▶ **Instrucciones**
**a.** Reescriba en forma de lista el párrafo de la crónica sobre el robo de los incunables que comienza con «En la madrugada del 18 de julio de 1988», conservando sus datos principales.
**b.** Según la crónica sobre el robo de los incunables, ¿cuánto pesaba la caja fuerte que se llevaron?
**c.** Prosiga la crónica sobre el robo de los incunables a partir del punto en que termina.

▶ **Texto de lectura**
---
Shemp (o Curly), Larry y Moe: en “Incunables pero inflamables”

Para abrir una caja fuerte usaron un soplete y quemaron 10 millones de dólares. Detalles nunca revelados del robo a la Universidad de La Plata de una valiosa colección de libros impresos en el año 1.400

Shemp (o Curly), Larry y Moe: en “Incunables pero inflamables”
Hipólito Sanzone

Hipólito Sanzone
hsanzone@eldia.com

8 de Mayo de 2022 | 02:51
Edición impresa

 

“Yo escuché que el tipo dijo incalculable”.

La melodía es una variación de “Listen to the Mockingbird” (Escucha al Ruiseñor), y es una de las más populares de ese repertorio de aperturas de los capítulos de “Los Tres Chiflados”. Fue compuesta por Richard Milburn con letra del cantautor norteamericano Septimus Winner. Es la de los pajaritos y el “laralá, la, la, laralala”. Y, vaya paradoja, la original fue concebida como una canción triste en la que un hombre escucha a un ruiseñor sobrevolar la tumba de su amada. Es la banda de sonido ideal para la historia del robo que causó el mayor daño patrimonial a la Universidad Nacional de La Plata en toda su historia. El asunto de los Libros Incunables.

“Fue clave un andamio que unos pintores habían dejado en 7 y 61”

 

En la madrugada del 18 de julio de 1988, del edificio de la Biblioteca de la Universidad Nacional de La Plata, en Plaza Rocha, se robaron una vieja caja fuerte de pura fundición, de 100 kilos de peso y con 10 millones de dólares adentro. En rigor, ese dinero no estaba en efectivo pero sí en el valor estimado entonces (aunque siempre se dijo que se habían quedado cortos) de los 12 Libros Incunables que la Provincia le había entregado a la Universidad en 1905 y que se agrandó en 1935 cuando el Estado bonaerense decidió la compra de la llamada “Colección Fariny”.
---
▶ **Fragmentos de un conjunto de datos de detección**
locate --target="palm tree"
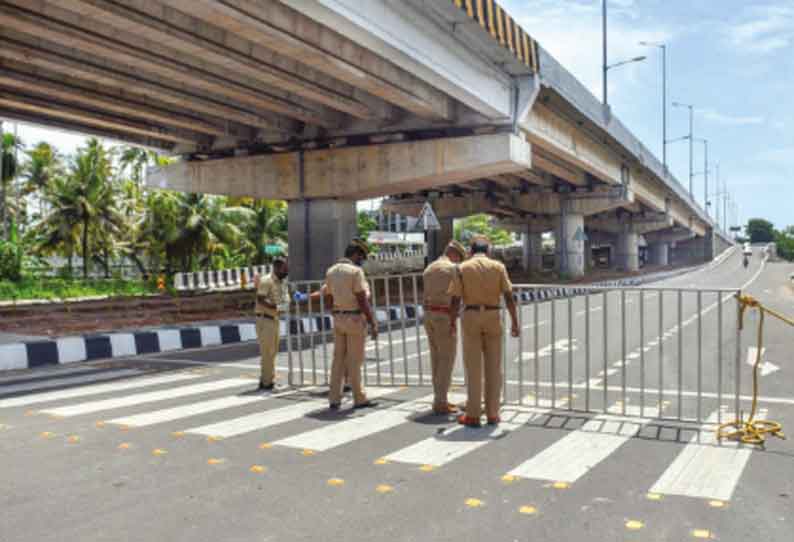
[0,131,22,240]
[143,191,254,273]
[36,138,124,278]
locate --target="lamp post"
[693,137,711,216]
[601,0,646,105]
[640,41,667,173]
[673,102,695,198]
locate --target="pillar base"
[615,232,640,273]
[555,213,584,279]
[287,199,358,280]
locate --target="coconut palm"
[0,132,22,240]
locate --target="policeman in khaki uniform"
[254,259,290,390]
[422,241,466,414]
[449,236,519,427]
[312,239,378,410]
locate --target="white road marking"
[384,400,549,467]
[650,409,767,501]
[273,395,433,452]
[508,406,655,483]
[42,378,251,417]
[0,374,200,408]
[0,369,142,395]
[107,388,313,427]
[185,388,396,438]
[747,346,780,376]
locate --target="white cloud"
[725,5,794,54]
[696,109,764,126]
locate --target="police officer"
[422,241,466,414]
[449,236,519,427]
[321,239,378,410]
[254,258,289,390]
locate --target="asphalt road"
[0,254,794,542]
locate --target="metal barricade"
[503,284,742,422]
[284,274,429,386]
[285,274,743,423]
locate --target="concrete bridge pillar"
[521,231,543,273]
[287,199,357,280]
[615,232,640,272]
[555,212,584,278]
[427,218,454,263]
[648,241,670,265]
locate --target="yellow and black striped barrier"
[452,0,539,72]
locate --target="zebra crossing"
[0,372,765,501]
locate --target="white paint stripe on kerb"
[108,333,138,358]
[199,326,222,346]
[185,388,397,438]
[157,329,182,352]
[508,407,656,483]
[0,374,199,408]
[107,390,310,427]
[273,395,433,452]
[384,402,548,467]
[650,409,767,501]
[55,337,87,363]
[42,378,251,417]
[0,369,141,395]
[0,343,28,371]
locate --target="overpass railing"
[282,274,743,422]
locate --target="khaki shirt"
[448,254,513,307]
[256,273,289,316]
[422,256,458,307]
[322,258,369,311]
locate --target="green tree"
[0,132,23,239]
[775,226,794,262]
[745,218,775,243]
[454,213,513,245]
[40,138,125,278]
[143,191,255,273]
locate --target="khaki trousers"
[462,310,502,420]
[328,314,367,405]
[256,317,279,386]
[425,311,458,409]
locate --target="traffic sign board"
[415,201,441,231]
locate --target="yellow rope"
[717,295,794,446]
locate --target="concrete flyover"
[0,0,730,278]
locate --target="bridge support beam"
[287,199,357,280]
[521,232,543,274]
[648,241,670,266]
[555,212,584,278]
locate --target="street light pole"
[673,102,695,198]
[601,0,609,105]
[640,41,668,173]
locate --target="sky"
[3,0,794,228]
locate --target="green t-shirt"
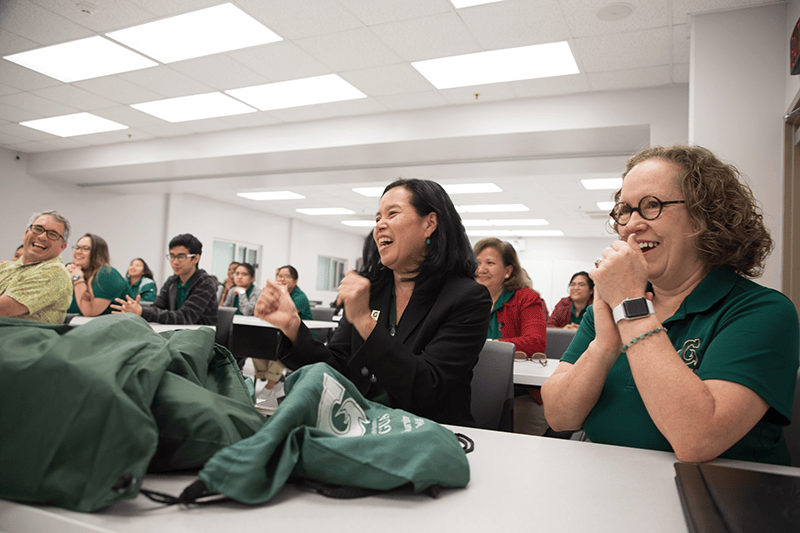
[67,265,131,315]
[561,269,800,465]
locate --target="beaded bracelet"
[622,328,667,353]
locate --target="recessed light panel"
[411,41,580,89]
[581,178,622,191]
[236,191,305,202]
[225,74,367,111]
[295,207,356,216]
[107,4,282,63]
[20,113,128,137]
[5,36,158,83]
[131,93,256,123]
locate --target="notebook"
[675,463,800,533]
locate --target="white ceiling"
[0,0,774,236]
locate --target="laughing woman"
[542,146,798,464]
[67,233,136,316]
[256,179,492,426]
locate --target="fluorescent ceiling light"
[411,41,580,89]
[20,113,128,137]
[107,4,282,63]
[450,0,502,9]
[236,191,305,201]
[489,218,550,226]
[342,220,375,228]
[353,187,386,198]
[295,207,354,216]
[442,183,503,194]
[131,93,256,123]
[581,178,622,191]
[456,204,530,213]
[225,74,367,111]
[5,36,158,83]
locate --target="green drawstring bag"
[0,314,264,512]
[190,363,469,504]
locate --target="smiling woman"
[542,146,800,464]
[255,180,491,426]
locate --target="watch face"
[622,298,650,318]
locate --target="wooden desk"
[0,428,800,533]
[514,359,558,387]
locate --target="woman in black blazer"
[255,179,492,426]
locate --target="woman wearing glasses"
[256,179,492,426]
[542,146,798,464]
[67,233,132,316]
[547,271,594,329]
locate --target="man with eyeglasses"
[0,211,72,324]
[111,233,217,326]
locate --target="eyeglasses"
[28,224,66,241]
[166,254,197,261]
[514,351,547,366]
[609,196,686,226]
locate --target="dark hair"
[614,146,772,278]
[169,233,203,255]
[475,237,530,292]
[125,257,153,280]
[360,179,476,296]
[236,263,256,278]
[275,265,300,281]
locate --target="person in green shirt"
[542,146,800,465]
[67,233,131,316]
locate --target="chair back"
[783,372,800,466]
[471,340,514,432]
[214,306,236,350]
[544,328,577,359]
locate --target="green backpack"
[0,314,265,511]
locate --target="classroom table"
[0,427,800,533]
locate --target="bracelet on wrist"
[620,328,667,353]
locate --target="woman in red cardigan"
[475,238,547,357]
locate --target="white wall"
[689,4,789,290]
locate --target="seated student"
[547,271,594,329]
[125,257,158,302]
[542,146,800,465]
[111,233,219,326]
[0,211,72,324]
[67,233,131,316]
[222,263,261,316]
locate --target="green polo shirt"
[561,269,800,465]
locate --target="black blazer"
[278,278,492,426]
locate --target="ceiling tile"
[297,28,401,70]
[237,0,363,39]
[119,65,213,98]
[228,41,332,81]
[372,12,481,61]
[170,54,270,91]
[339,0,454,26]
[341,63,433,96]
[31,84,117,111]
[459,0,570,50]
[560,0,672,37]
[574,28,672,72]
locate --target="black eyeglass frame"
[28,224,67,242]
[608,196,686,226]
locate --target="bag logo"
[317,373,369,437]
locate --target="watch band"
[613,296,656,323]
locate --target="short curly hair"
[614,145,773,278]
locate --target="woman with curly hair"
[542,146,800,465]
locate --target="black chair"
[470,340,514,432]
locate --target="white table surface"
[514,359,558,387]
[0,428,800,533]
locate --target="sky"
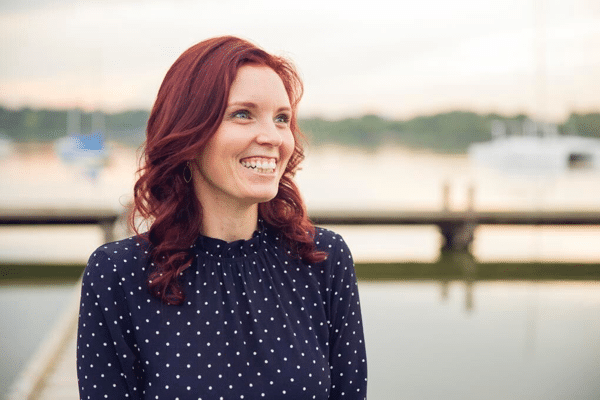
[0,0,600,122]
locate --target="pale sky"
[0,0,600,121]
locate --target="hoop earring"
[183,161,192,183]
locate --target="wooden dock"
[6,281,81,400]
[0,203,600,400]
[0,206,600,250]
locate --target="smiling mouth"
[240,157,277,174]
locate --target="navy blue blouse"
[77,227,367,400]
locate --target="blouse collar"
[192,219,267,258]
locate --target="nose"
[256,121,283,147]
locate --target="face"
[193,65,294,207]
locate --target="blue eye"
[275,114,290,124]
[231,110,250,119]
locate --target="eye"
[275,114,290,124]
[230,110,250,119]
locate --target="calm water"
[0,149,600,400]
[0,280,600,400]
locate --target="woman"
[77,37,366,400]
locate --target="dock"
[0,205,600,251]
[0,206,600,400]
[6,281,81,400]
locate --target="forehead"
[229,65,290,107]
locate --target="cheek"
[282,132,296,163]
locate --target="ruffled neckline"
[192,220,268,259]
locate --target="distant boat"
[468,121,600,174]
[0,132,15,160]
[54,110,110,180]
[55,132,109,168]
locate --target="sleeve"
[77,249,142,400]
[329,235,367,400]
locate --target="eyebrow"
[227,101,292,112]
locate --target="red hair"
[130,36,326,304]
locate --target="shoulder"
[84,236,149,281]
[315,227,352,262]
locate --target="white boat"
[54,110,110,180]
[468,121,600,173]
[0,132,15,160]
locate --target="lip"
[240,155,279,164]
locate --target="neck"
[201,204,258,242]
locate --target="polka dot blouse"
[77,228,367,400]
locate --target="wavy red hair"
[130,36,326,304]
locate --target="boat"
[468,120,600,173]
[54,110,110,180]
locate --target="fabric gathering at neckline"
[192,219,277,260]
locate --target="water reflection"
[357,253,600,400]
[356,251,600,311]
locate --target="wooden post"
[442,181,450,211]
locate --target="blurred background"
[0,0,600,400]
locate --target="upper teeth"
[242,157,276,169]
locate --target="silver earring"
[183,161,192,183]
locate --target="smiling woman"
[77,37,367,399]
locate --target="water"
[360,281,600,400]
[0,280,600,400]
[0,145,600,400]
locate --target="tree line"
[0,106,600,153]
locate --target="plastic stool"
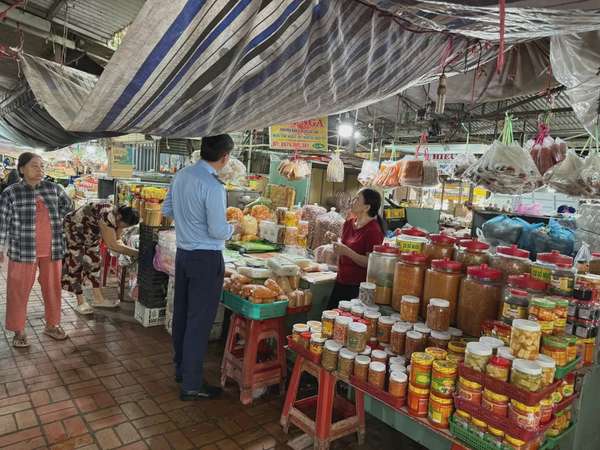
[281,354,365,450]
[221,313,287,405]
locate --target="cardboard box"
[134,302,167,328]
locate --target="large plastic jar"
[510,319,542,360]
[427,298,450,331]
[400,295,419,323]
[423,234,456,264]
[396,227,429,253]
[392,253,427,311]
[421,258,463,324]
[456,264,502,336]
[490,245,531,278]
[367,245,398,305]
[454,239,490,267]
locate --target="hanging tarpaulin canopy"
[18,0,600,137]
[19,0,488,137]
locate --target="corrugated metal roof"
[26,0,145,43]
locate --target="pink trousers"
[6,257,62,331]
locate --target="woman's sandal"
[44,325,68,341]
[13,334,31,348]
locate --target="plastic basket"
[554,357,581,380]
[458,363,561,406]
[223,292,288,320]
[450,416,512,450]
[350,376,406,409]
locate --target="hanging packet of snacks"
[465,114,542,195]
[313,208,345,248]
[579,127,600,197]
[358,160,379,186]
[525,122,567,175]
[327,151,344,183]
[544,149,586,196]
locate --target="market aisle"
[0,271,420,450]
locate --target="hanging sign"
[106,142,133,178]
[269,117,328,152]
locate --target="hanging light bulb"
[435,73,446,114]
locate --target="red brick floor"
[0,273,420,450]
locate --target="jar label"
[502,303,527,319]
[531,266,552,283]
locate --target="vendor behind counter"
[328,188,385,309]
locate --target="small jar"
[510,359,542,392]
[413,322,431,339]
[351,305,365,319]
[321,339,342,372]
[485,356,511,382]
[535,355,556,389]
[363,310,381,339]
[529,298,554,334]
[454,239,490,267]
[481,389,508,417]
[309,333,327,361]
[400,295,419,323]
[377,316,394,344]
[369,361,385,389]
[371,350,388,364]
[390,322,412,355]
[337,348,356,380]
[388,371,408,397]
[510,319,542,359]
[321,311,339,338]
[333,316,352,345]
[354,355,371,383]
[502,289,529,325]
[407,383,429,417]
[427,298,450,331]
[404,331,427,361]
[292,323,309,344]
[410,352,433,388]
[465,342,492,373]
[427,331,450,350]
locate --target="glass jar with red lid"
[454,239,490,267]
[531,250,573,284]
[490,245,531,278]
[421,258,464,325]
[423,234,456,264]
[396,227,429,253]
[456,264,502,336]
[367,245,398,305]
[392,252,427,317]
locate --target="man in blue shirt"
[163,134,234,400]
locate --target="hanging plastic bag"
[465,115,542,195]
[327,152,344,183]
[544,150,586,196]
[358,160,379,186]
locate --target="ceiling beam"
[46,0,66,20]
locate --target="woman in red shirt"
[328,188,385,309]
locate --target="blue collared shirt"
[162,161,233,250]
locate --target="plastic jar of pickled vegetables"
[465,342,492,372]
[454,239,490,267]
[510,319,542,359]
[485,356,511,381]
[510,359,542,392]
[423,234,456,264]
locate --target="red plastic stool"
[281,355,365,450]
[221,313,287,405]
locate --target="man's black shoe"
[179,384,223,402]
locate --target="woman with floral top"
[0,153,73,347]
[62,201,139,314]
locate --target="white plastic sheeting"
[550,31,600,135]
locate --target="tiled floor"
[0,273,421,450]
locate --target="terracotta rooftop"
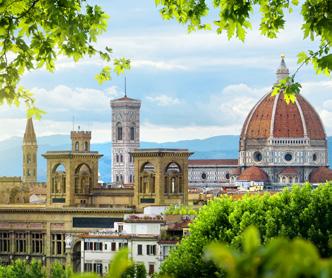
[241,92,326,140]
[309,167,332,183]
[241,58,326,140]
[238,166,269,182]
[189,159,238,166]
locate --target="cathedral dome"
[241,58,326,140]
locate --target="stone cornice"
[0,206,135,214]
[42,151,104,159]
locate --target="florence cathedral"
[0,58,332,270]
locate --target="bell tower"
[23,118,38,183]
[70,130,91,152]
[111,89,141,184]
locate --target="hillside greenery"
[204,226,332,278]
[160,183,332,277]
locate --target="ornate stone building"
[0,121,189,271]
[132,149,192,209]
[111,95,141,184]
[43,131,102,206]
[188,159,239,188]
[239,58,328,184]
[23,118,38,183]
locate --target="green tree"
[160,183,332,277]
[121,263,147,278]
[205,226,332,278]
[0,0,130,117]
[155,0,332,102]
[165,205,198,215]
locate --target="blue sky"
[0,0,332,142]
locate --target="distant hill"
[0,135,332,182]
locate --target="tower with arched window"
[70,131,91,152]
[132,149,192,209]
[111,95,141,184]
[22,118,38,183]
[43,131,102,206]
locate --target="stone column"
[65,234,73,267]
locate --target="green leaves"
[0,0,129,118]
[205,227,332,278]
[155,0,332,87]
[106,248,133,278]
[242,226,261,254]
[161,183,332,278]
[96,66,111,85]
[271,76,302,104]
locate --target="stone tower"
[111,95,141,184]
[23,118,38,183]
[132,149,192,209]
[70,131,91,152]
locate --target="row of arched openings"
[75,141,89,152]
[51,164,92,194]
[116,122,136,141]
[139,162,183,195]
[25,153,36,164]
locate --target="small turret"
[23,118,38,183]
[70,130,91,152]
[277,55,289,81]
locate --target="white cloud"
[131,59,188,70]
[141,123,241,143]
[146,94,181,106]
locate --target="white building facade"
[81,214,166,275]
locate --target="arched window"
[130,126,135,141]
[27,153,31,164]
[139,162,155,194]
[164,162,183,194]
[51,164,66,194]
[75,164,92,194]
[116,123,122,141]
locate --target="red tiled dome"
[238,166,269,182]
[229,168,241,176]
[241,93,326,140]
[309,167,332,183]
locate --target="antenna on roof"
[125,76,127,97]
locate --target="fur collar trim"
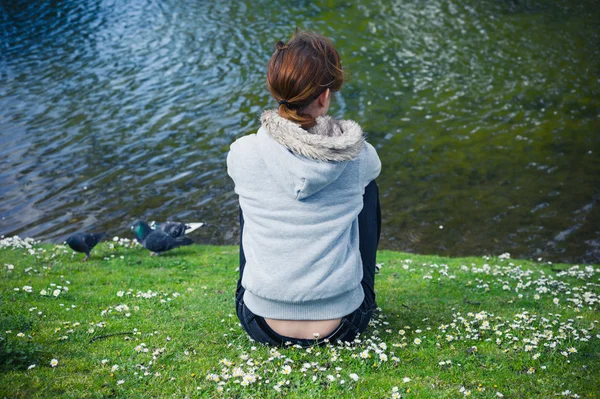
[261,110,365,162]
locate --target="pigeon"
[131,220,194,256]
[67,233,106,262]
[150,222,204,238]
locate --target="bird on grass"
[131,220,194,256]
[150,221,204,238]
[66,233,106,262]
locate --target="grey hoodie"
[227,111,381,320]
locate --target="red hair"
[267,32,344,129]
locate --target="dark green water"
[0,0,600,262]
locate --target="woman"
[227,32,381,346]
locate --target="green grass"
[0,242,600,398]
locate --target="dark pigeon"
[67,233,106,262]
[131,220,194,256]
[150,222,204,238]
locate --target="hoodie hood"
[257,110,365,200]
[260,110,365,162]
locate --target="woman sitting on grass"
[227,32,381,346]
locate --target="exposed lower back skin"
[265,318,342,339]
---
▶ **Tareas resueltas**
**a.**
- Fecha: madrugada del 18 de julio de 1988.
- Lugar: edificio de la Biblioteca de la Universidad Nacional de La Plata, en Plaza Rocha.
- Objeto robado: una vieja caja fuerte de fundición, de 100 kilos, con un contenido valuado entonces en 10 millones de dólares, aunque siempre se dijo que esa estimación se quedaba corta.
- Contenido: los 12 Libros Incunables que la Provincia entregó a la Universidad en 1905, acervo ampliado en 1935 con la compra de la «Colección Fariny» por parte del Estado bonaerense.

**b.** Pesaba 100 kilos.

**c.**
UN SAGRARIO

Eran joyas. Únicas, irrepetibles, imposibles de calcular su valor por haber sido impresas en imprentas hasta tal punto primitivas que aún estaban en la cuna.

Entre ellas, un ejemplar de “La Suma Teológica”, de Santo Tomás de Aquino impresa en Mangucia en 1471; el “Libro de los Remedios Contra Una y Otra Fortuna”, los “Aurea Verba”, de Egidio de Asís y piezas de Petrarca, Cicerón, Tito Livio, Jenofonte, Arato de Solís, Adriano de Cartago, Juan Pevz.

Además de la pesada caja fuerte que sacaron del despacho del entonces director de la Biblioteca de la UNLP, Carlos José Tejo, había en otro despacho otra caja más chica y de fácil apertura con unos 5.000 australes dentro de un sobre como caja chica. Y un neceser con varias medallas que Joaquín Víctor González, el padre de la Universidad de La Plata había donado allá por 1905.

Nadie vio ni oyó entrar a los ladrones y mucho menos salir con la pesada carga que bajaron por una escalera después de entrar al edificio por una ventana desde un andamio que unos pintores habían dejado apoyado sobre la esquina de 7 y 61. Usaron esa noche el baúl de un Torino blanco chapa B 1.365.040.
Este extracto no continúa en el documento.